--- Data extracted from a collection ---
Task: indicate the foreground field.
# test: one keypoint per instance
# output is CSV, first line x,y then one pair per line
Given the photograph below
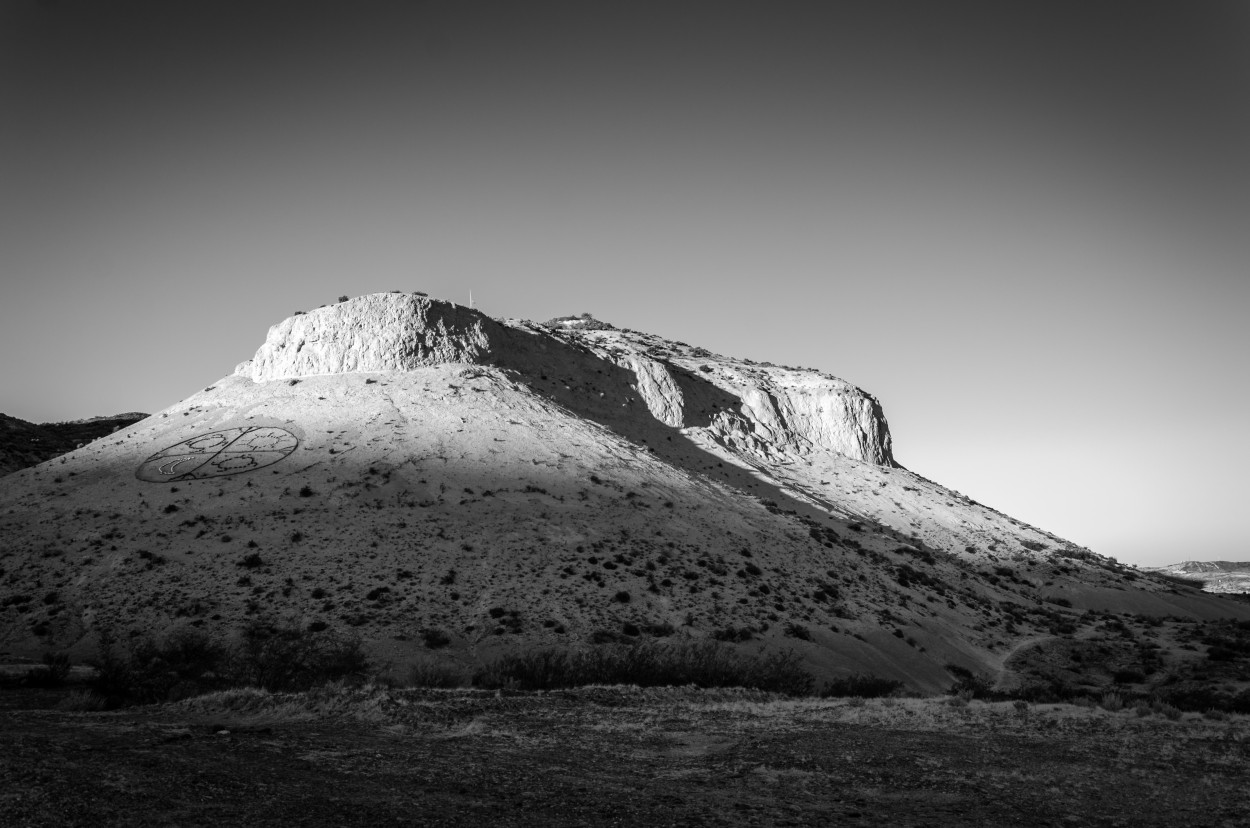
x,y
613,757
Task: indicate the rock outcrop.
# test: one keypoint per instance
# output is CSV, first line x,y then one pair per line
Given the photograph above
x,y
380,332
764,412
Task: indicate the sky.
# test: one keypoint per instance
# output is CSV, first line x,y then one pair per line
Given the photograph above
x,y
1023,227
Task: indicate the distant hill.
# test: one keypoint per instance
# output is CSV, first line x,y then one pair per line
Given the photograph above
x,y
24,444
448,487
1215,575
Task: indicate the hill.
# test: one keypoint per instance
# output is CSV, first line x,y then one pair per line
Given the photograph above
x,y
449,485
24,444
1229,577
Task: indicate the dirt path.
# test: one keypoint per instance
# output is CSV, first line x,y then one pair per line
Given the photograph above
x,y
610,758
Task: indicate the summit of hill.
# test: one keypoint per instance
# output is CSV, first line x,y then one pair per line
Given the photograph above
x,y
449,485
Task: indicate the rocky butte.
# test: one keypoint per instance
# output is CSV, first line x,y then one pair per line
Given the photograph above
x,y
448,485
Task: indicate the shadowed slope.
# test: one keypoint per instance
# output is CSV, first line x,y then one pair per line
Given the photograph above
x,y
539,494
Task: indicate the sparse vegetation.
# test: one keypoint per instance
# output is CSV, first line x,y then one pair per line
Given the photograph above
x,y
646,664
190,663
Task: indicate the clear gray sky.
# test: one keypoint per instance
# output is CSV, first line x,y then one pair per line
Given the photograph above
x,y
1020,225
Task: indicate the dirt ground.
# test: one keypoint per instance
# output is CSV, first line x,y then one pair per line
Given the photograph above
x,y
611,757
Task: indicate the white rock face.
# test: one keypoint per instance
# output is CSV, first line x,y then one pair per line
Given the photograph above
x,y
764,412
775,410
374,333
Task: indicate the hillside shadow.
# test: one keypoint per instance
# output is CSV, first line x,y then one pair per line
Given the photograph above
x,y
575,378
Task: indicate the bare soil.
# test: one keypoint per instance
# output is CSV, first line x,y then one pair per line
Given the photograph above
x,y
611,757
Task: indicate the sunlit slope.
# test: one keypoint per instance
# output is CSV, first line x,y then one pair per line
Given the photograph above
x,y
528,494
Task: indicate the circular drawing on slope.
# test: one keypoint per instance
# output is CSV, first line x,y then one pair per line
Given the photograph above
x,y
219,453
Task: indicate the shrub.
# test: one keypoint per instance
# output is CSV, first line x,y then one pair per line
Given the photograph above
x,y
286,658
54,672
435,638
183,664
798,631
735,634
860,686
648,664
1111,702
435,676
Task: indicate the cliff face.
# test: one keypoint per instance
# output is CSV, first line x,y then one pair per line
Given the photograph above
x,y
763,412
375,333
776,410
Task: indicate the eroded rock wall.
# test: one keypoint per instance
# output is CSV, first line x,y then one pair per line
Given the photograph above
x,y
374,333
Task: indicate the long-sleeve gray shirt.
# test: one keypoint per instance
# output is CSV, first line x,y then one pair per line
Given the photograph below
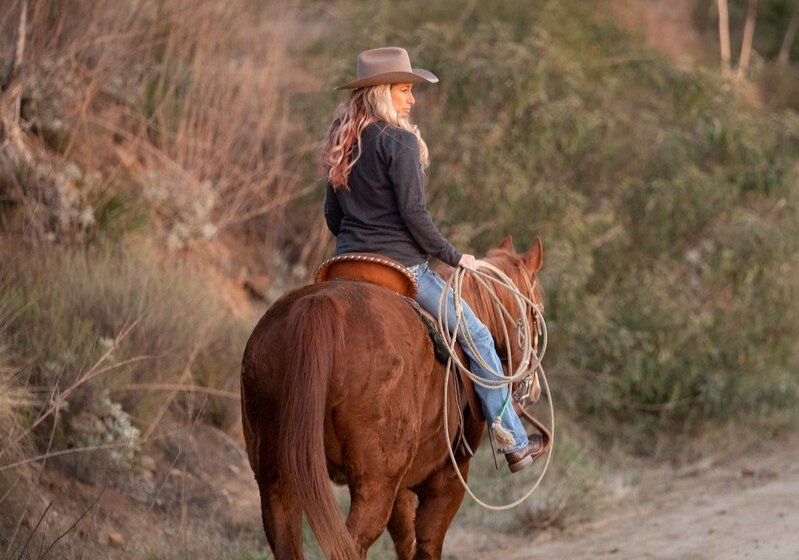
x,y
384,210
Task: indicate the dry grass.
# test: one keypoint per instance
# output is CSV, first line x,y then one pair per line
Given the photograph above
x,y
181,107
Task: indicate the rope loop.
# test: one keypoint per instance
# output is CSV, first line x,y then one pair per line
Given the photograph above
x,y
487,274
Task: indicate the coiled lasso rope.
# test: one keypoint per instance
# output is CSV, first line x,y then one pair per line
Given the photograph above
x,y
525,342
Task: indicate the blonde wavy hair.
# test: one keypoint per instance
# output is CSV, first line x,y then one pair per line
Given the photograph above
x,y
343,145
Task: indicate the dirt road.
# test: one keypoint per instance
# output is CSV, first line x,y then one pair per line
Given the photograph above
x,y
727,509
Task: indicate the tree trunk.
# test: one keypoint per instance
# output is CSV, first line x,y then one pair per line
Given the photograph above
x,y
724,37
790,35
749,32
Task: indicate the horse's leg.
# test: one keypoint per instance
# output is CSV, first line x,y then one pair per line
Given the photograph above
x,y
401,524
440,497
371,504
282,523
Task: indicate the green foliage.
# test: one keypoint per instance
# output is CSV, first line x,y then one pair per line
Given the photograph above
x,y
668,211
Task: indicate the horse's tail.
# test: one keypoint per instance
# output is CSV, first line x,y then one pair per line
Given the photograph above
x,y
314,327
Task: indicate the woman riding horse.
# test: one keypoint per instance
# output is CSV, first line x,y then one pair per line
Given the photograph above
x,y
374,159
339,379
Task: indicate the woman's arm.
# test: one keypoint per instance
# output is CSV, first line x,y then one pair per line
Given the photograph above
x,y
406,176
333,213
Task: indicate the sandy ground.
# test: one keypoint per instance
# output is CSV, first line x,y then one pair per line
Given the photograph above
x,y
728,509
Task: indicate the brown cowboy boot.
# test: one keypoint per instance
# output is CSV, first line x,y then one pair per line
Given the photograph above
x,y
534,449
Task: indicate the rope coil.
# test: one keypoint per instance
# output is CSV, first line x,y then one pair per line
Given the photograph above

--- TASK DIRECTIONS ---
Quote the data above line for line, with no alterations, and omit the pictures from your answer.

--- WORKED SOLUTION ---
Task: indicate the foreground field.
# test: one keypoint per instance
# output is CSV, first line x,y then one pair per line
Given the photograph below
x,y
613,757
Task: indicate the rock outcrop.
# test: one keypoint per instance
# output is CSV, first line x,y then one pair per line
Given the photograph above
x,y
380,332
764,412
Task: indicate the sky.
# test: one keypoint per instance
# output is CSV, first line x,y then one pair per line
Given the photograph above
x,y
1023,227
Task: indicate the distant hill.
# test: one keypoint per instance
# output is CSV, first line x,y then one pair per line
Given the photograph above
x,y
24,444
448,487
1215,575
Task: indicate the hill.
# test: one keypoint per instance
# output is CSV, first line x,y then one pair per line
Given the photograph above
x,y
449,485
24,444
1229,577
Task: indicate the dirt path.
# test: one keypoint per instance
# output is CSV, first line x,y then one pair per line
Given the photograph above
x,y
610,758
Task: indicate the summit of hill.
# test: one keypoint per instance
# output is CSV, first line x,y then one pair per line
Given the photograph above
x,y
449,485
Task: indicate the rocky butte.
# test: one keypoint per instance
# output is CSV, first line x,y then one pair per line
Given the photograph above
x,y
448,485
Task: indicate the shadowed slope.
# test: one keypoint per instance
# output is CSV, first line x,y then one pair per line
Given the photograph above
x,y
539,494
Task: indicate the sparse vegetation.
# test: one keypoint per instance
# output is CSV, first line x,y then one pair per line
Given the photograph above
x,y
646,664
190,663
Task: indicate the clear gray sky.
# test: one keypoint per instance
# output is CSV, first line x,y then one pair per line
Given the photograph above
x,y
1020,225
Task: indicate the dirt ground.
# test: one keypoint per instance
# output is CSV, first line x,y then one pair per line
Given the photograph above
x,y
611,757
Task: indicate the white rock face.
# test: one keypoint per instance
# output is CSV, first line x,y then one pair per line
Given the photograph above
x,y
764,412
775,410
374,333
Task: indicate the hillside shadow.
# test: one keypoint per instance
# output is CSV, first line x,y then one pair per line
Given the photograph above
x,y
575,378
Task: indicate the bare soil.
# test: one keypoint per instance
# output is CSV, first line x,y then one pair per line
Given the photograph above
x,y
611,757
Task: indicate the sunlit slope.
# test: one keypoint per instance
# output is CSV, first line x,y then one pair per line
Given the photograph above
x,y
528,494
Task: indicate the circular drawing on slope.
# test: one keypoint per instance
# output is CSV, first line x,y then one pair per line
Given the photograph above
x,y
219,453
Task: indicate the shrub.
# test: one keypoint per instance
# output is CSV, first line x,y then one pair per line
Given the photograph above
x,y
286,658
54,672
435,638
183,664
798,631
735,634
860,686
648,664
1111,702
435,676
Task: indicate the cliff face.
# test: one keypoint per instance
# output is CSV, first line x,y then one pair per line
Given the photograph above
x,y
763,412
375,333
776,410
Task: indicate the eroded rock wall.
# test: one keypoint per instance
# output is CSV, first line x,y then one pair per line
Given the photograph above
x,y
374,333
Task: indicate the long-sleeve gray shirt.
# test: one keypoint per instance
# output is CSV, first line x,y then one pair per line
Given the photograph below
x,y
384,210
Task: indicate the dry grass.
# test: one keypoint per instance
# output is CSV, first line x,y then one pair per line
Given the photograph above
x,y
181,107
Task: indicate the rope loop.
# test: one keypoint per instance
# output is CSV, first line x,y then one pair per line
Given the photograph above
x,y
487,274
Task: indicate the coiled lasso rope.
# test: one keypoint per instance
# output is CSV, first line x,y then one pair per line
Given the photograph above
x,y
525,342
Task: indicate the blonde wavy hair.
# test: one keypoint per instance
# output is CSV, first line x,y then one pair per line
Given the photograph above
x,y
343,145
Task: indicate the dirt road.
# test: one keypoint per instance
# output is CSV, first line x,y then one pair per line
Given the photograph above
x,y
727,509
Task: indicate the tree trunk.
# test: one keypoint per instance
# output is CSV, first line x,y then one pair per line
Given the photograph above
x,y
724,37
790,35
749,32
Task: indicate the horse's leg.
# test: one keypoint per instance
# output is CSV, first line x,y then one pair per line
Given the photograph above
x,y
401,524
440,497
371,504
282,523
Task: indicate the green foliage.
# test: one keypoint per instance
# output is CSV, first line x,y then one pair per line
Given the photograph above
x,y
668,211
Task: indicate the horse's tail.
# test: one keypoint per instance
# output is CSV, first line x,y then one pair per line
Given the photograph above
x,y
314,327
Task: indicate the woman riding horse.
# test: one keypoint per instance
# output is CSV, first line x,y then one pair per line
Given the photograph above
x,y
374,159
339,379
Task: indicate the woman's arm.
# test: one keypoint per instance
# output is CSV, first line x,y then one pair per line
Given the photograph above
x,y
406,176
333,213
Task: indicate the sandy ground.
# test: one keypoint per instance
# output is CSV, first line x,y then one pair per line
Given the photograph above
x,y
728,509
Task: indicate the brown cowboy boot.
# test: one keypoint per instance
# output is CSV, first line x,y then one pair per line
Given the photograph above
x,y
534,449
Task: indicate the rope coil.
# test: one keypoint per instance
# output is CSV, first line x,y then one pair per line
Given the photograph above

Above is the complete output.